**INSTRUCTIONS FOR THE TASK:** Below is a block of records; return all of them exactly, but without the images.

_ _ _ _

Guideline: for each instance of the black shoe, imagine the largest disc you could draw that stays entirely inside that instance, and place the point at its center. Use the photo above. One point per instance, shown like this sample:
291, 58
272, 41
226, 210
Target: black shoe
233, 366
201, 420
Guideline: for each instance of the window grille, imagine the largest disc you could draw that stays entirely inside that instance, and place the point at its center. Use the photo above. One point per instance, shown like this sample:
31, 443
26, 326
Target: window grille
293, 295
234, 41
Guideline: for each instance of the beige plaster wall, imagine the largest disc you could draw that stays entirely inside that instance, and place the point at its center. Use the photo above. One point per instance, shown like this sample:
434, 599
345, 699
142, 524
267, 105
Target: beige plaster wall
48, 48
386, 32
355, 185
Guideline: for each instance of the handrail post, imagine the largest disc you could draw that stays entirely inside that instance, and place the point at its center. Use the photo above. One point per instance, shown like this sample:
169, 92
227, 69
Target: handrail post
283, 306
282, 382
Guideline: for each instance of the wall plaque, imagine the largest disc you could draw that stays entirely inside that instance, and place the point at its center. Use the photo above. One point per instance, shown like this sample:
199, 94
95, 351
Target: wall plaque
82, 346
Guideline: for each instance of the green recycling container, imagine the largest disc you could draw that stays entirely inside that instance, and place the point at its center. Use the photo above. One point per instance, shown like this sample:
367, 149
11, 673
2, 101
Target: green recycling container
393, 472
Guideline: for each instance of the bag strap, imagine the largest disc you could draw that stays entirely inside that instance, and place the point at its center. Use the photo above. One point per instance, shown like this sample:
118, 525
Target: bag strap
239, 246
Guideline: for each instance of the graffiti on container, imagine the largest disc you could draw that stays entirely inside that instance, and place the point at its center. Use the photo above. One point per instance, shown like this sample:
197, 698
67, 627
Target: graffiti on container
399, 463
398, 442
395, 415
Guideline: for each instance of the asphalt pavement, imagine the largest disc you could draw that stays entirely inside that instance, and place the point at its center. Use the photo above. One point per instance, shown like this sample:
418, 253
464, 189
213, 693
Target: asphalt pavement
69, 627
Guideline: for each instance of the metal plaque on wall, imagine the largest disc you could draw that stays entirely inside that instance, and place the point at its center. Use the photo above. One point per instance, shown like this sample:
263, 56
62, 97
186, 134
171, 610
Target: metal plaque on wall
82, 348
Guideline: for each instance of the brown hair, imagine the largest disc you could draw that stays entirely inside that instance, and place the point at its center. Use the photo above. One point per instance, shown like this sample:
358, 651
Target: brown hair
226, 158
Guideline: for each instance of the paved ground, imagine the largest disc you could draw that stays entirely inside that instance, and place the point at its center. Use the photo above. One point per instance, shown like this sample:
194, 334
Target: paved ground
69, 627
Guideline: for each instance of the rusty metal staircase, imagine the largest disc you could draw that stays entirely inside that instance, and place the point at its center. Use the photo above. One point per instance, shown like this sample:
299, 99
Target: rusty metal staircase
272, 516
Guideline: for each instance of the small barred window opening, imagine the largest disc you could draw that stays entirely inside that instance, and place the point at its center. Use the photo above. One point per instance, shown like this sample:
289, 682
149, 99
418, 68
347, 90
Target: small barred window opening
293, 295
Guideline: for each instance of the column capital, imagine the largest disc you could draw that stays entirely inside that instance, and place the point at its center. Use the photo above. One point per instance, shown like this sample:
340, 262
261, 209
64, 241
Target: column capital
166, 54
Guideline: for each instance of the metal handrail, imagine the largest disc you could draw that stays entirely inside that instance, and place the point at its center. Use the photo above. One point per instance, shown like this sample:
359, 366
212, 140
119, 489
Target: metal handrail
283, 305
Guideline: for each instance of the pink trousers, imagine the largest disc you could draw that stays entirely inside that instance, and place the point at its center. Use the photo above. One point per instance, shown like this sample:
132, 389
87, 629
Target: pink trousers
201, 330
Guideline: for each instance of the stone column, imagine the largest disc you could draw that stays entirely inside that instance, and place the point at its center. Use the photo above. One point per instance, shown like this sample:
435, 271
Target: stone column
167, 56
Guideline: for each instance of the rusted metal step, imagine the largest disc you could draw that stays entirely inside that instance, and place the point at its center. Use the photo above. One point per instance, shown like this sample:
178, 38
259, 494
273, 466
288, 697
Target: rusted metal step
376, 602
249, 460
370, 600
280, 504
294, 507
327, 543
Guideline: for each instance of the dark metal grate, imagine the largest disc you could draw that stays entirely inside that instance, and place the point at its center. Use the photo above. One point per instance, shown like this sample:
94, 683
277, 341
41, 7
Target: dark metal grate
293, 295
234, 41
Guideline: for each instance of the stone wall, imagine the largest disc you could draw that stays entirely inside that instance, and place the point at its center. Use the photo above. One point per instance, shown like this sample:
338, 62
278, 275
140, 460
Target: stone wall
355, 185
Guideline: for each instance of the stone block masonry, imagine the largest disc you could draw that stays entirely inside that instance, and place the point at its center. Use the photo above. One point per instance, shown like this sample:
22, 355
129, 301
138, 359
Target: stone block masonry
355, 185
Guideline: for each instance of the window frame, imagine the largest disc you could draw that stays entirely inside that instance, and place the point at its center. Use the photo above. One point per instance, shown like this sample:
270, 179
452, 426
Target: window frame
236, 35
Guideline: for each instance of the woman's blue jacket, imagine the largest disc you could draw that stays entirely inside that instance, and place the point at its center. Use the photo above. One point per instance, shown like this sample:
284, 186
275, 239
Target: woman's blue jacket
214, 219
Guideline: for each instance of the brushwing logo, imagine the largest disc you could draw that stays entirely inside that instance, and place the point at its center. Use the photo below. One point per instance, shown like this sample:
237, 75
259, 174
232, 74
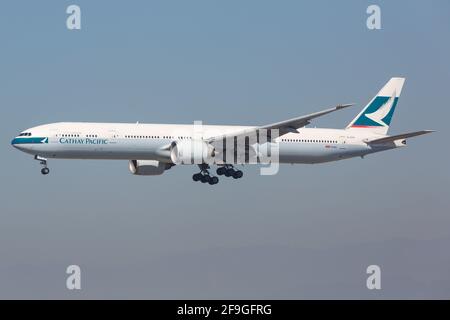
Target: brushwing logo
383, 111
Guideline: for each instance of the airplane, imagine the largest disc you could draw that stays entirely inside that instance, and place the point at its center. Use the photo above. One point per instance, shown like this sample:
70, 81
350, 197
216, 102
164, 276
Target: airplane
151, 149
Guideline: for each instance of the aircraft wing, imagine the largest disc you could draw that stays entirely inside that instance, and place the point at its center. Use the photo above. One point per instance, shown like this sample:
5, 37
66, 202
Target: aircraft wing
285, 126
398, 137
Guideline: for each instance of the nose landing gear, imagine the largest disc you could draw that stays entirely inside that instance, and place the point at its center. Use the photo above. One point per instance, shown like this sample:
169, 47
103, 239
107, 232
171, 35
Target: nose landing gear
43, 161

_ _ _ _

**THE COMPLETED TASK:**
Guideline: for each instance of the black shoe, imagine the largest disc you could draw that stays entirely inside that instance, and place the point at its center. Use the photo above. One point per instance, shown like this sample:
291, 58
272, 41
226, 210
Target: black shoe
233, 366
201, 420
Guideline: for each instance of the window grille, imagine the largest disc you could draw that stays entirely inside that instance, and place the point at its center. Use the photo above. One point per instance, shown like this sample:
31, 443
26, 326
Target: window grille
293, 295
234, 41
Guideline: for each instance of the beige plaster wall, imagine the largest disc you could draw that stays entirely inside that instance, and place the point at its center. Use the photo above. One point per instance, shown like this sample:
434, 599
345, 699
142, 524
267, 105
Target: beige plaster wall
48, 48
386, 32
355, 185
Guideline: for each instance of the handrail post, imagine the largest disc you could draw that stays entirely inside that instance, and place the point at its center. Use the photo above. One point per instance, shown like this sample:
169, 92
227, 69
Target: handrail post
283, 306
282, 382
Guideline: for each instance of the wall plaque, imagine the largest disc you could draw that stays entirely inside that instance, and place the point at its center. Use the photo above. One point per instance, shown like this sample:
199, 94
95, 351
Target: wall plaque
82, 346
Guideline: for each instance of the green recycling container, imagine the largest disc you could draw that stays entirely inside that instance, and place the point at its center. Use the photo above. One point per instance, shown like this sample:
367, 149
11, 673
2, 101
Target: green recycling container
393, 472
Guideline: for each instance of the bag strap, imagine the largest disc you could draw that stays entirely inside that instance, and place the point at its center. Use the photo above. One point per instance, shown like this sample:
118, 525
Target: bag strap
239, 246
Guideline: for each instance of the graffiti on container, imagine the largest disc you could draw that stays entirely inside that instance, and place the point at its center. Use the photo above. One point per instance, shown like this sample:
197, 698
67, 627
Target: graffiti on container
399, 463
398, 442
395, 415
Guideline: for each instance of the asphalt pavement, imagine the largest disc you could draw that stays entirely inside that instance, and place the point at its center. Use the photo above. One point per instance, shown like this sample:
418, 253
464, 189
213, 693
Target: asphalt pavement
69, 627
Guideline: for each instance of the metal plaque on wall, imagine the largest disc you could draw that stays entirely inside that instance, and place the point at its center. Use the photo above. One point per instance, shown like this sample:
263, 56
62, 97
186, 134
171, 610
Target: metal plaque on wall
82, 348
Guideline: for each instance of the brown hair, imagine the largest disc you could draw that stays entirely inside that instance, and place the point at its center. Use the photo above. One point per instance, shown like this sample:
358, 651
Target: brown hair
226, 158
Guideline: for each instance of the paved ground, imagine the largest disc you could draw that stays entirely inside that instance, and place the point at its center. Use the photo above. One point per instance, shown like this sample:
194, 334
Target: paved ground
69, 627
Guideline: for each instance of the rusty metal staircase, imagine the largest disc you could draw that stays entirely inside that instance, and place the point at its center. Use the photo above. One point per instance, shown like this sample:
299, 99
Target: rusty metal staircase
272, 516
Guideline: for each instance of the small barred window opening, imagine the largest disc you could draw that stays entirely inside that instance, and place the point at its center. Use the photo above. One point per instance, shown like this sample:
289, 682
149, 99
418, 68
347, 90
Target: small barred window opening
293, 295
Guideline: for each instance of the column capital, imagine the largest disc you could draw that stays entirely inside that instance, and place the point at its center. Use the photo above. One point per instance, shown like this sample:
340, 262
261, 209
64, 241
Target: column capital
166, 54
Guideline: for each instance of the metal handrail, imagine the largest disc you could draw that stays entirely inside that instance, and place the point at its center. Use the photo above. One point per instance, shown like this sample:
359, 366
212, 140
119, 489
Target: metal handrail
283, 305
Guideline: for each instance of the pink trousers, imagine the largest disc you could draw that stays entirely inside that instance, and place the point at its center. Use the photo above. One point per instance, shown like this sample:
132, 389
87, 629
Target: pink trousers
201, 330
Guideline: for each instance of the stone column, imagine the largest disc you could draw that stays entirely inside that instance, and place the point at its center. Use the photo above. One point per instance, shown like this sample:
435, 271
Target: stone column
167, 56
Guideline: for each instance of the rusted metal step, imagine the largest disc you could draw that stays entirely inside that instance, and place the point at its center. Use the photo above. One point per instance, shown like this sample:
178, 38
259, 494
273, 466
288, 697
Target: rusted metal step
376, 602
249, 460
370, 600
280, 504
294, 507
327, 543
Guideline: for each instance of the dark metal grate, imagine the largest disc you could draw that stays entirely inside that instance, and place the point at its center. Use the photo above. One point per instance, shown like this sample:
94, 683
277, 341
41, 7
Target: dark metal grate
293, 295
234, 41
Guideline: for each instance of the stone wall, imagine the largest disc you could draw that stays entirely inside that instance, and place the point at its center. Use the photo above. One point per instance, shown like this sample:
338, 62
278, 275
140, 460
Target: stone wall
355, 185
Guideline: for each instance of the stone block masonry, imagine the largest disc you could draw that stays entirely inside that instance, and place the point at its center. Use the photo above. One point per instance, shown like this sample:
22, 355
129, 301
138, 359
Target: stone block masonry
355, 185
Guideline: for each instance of the window frame, imagine the largest disc you could draw that stays entirely inside that instance, and place the point at its center. Use the photo above. One point per instance, shown like this sample:
270, 179
452, 426
Target: window frame
236, 35
Guideline: for each instance of the woman's blue jacket, imagine the largest disc you could draw that stays entirely inside that instance, and place the point at its center. Use the photo above. One point per instance, shown like this sample:
284, 186
275, 239
Target: woman's blue jacket
214, 219
Guideline: for each instance of the brushwing logo, imagine the largest disc you could draw that stays entirely inside that instance, and place the point at its center. Use the photo below. One point per instance, shown like this sample:
237, 75
259, 174
232, 74
Target: brushwing logo
383, 111
Guideline: for each instance of the airplane, imagine the largest disc you could draw that stays entirely inside that instance, and place the point at its center. Use the photo above. One point per instance, shown like this sample:
70, 81
350, 197
216, 102
164, 276
Target: airplane
151, 149
Guideline: for each instance of the aircraft wing, imagine the largest disc you could draw that stays entirely inside that instance, and place the point at its center. Use the photo above. One point per instance, shown like this sample:
5, 37
66, 202
Target: aircraft wing
285, 126
398, 137
Guideline: for each instance of the nose landing gear, imagine the largest disc you could draw that stays entirely inside that instance, and place the point at its center. Use the photo above. One point per instance, shown like this sample:
169, 47
103, 239
107, 232
171, 35
Target: nose landing gear
43, 161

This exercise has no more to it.